**TEXT BLOCK**:
□ □ □

- Born: December 3, 1965 (age 60) Chicago, Illinois, U.S.
- Occupation: Actor
- Years active: 1985–present
- Relatives: Wood Harris (brother)

= Steve Harris (actor) =

American actor

Steve Harris (born December 3, 1965) is an American actor. He has played Eugene Young on the legal drama The Practice, Detective Isaiah "Bird" Freeman on the NBC drama Awake, and Charles McCarter in Tyler Perry’s Diary of a Mad Black Woman.

For The Practice, Harris was twice nominated for the Primetime Emmy Award for Outstanding Supporting Actor in a Drama Series.

== Early life ==
Harris was born in Chicago, Illinois, the son of John Henry Harris, a bus driver and Mattie Harris, a housewife. He is the older brother of actor Wood Harris. He attended St. Joseph High School in Westchester, Illinois, a private school with a reputation for developing star athletes, which also is the focus of the 1994 documentrary, Hoop Dreams. Harris was a running back and later played linebacker for Northern Illinois University, where he studied drama. His athletic career was cut short due to a torn ligament in his ankle. After graduating from Northern Illinois University in 1989, Harris obtained a master's degree in acting at the University of Delaware.

□ □ □

**SOURCE EXCERPT**:
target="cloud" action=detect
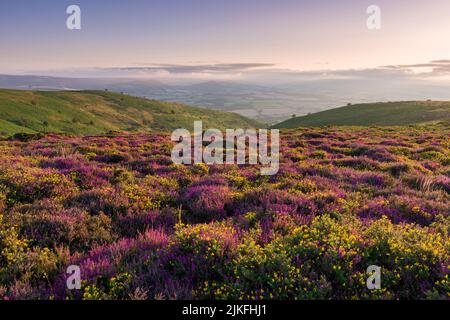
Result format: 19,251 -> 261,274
382,59 -> 450,77
103,63 -> 275,74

□ □ □

**WHAT YOU NEED TO DO**:
According to the article about Steve Harris, which university awarded him a master's degree in acting? Rely only on the article about Steve Harris.

**RESULT OF THIS EXERCISE**:
The University of Delaware.